======== TEXT EXTRACT ========

Monday, March 20, 2023

Progress Report 1: Meet the Eight

 

Progress is being made on my long term tack-like project of the next book.  It is definitely slow going, ... no surprise there!, ... but, indeed, things are progressing.  Particularly on Malaguena's bridle (above, on Fancy) I am well past the half way mark.  I've been here once before, writing my first book in 1998.  (Twice if you count 2016 and the pdf-ing of the Guide.)  Unfortunately, or possibly fortunately (!), like so many of my greatest pieces, this one is running away with itself.  My book is getting bigger and bigger, more grandiosely ambitious, by the day.  I am very grateful to my incredibly understanding sponsor of a spouse.  Like Jagger, I can't complain,... but sometimes I still do.

Belatedly it has dawned on me I could put out progress reports.  Shouldn't you all at least see the eight pieces, when one of the goals of the book is to spread their fame near and far?  to broadcast them as widely as possible?  to make them more available...?  Advertising!  I'd had no problem posting pictures of the drafting table on FB!  Here's one of those:

You can see the actual tack, in this case April's Hackamore, lying on the drafting board.  I could follow the precedent of the 20 Mule Harness progress reports, except I'm not going to aim for every week, (it's been somewhere around 32 weeks already).  I decided to just put up 8 pictures of the eight pieces of headgear.

======== ROWS ========

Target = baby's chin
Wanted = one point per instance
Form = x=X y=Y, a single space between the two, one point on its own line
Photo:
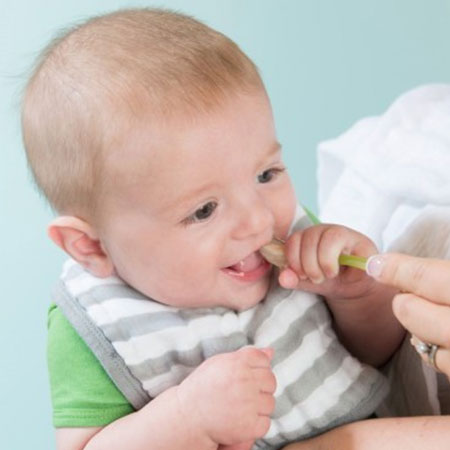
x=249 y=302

========
======== ROWS ========

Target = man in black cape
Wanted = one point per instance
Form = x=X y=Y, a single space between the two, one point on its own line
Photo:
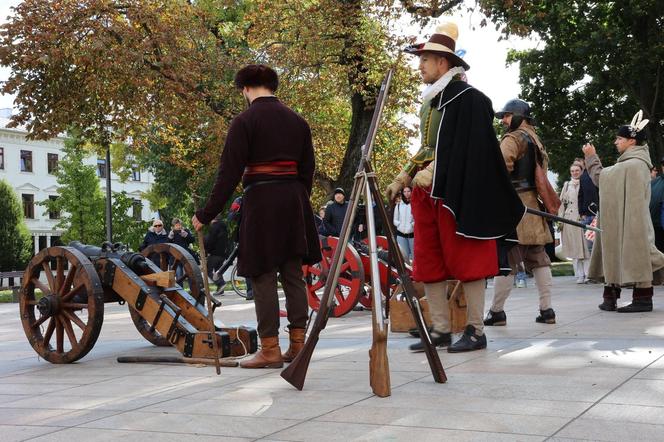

========
======== ROWS ========

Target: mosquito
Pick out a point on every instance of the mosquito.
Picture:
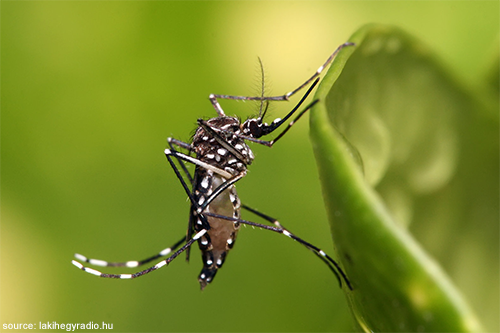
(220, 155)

========

WHAT YOU WILL DO ::
• a. Rewrite the progress report from "Monday, March 20, 2023" up to and including "I still do.", putting "headstall" in place of "bridle".
• b. Pick up the progress report where it stops and continue it.

EXPECTED OUTPUTS ::
• a.
Monday, March 20, 2023

Progress Report 1: Meet the Eight

 

Progress is being made on my long term tack-like project of the next book.  It is definitely slow going, ... no surprise there!, ... but, indeed, things are progressing.  Particularly on Malaguena's headstall (above, on Fancy) I am well past the half way mark.  I've been here once before, writing my first book in 1998.  (Twice if you count 2016 and the pdf-ing of the Guide.)  Unfortunately, or possibly fortunately (!), like so many of my greatest pieces, this one is running away with itself.  My book is getting bigger and bigger, more grandiosely ambitious, by the day.  I am very grateful to my incredibly understanding sponsor of a spouse.  Like Jagger, I can't complain,... but sometimes I still do.

• b.
Seventeen pix later,... (!) ... I'd discovered I hadn't processed some of those photos; I didn't know where (or when) some of them were;  I found others I'd totally forgotten; and, in one case, I'd never photo'd the piece at all, even after 12 years -- !!!  Well, thank heavens the weather has finally been so nice today.  I hustled Rinker and his hackamore out onto the deck and shot him.  He's still wearing it, looking dazed, ... as well he might.

Here are the eight headgear pieces in order, or, at least, in the current plan of order.  Ricky's Bridle is first.  This piece is based on the full scale bridle of (the real) Ricky Rocker. 


I think it's the easiest of the 8 to make.  It features slit braid cheekstraps and browband.  Here's my Sheila, named Gold Dust, wearing it and a matching saddle [by Terry Newberry].  While the book should have saddle-applicable braiding instructions in it, like Spanish Edge Lacing, it is not a book about saddles per se.

Second is Duke's Hackamore, the perfect training Bosal Hack.  His is straightforward working stuff:  the Fiador and Hackamore knots.  His bosal is even more primitive than the one in the Guide.

Thirdly, and what I'm working on now, is Malaguena's Braided Rawhide Bridle.  This piece has thrown me for a loop.  I've been involved since last fall trying to get up to speed with all that this piece represents.  Its consequences are enormous.  Rendering down instructions for it has been like writing a miniature book within a book.  I'm hoping that afterwards, I can move faster on the others, since all of them, in one way or another, use techniques and skills first introduced with it.  Malaguena's has definitely been taking the lion's share of my time and effort.

Malaguena wearing her bridle
Some of these photos will be in the book; others, not.

Picking myself up off the floor after that overwhelming effort, I suspect the Peach Rose bridle will be next.  Although it is simpler than Malaguena's, it has to come after hers.  It was made in 2004, and will explore alternate materials (read: embroidery floss instead of artificial sinew).

Here is a photo of Tissarn herself which I had totally overlooked.  It was taken on the back deck during springtime,... you can tell from the flowering tree.  How desperately we are all longing for spring,...!  The saddle is also called the Peach Rose, TSII #446, built in 2008.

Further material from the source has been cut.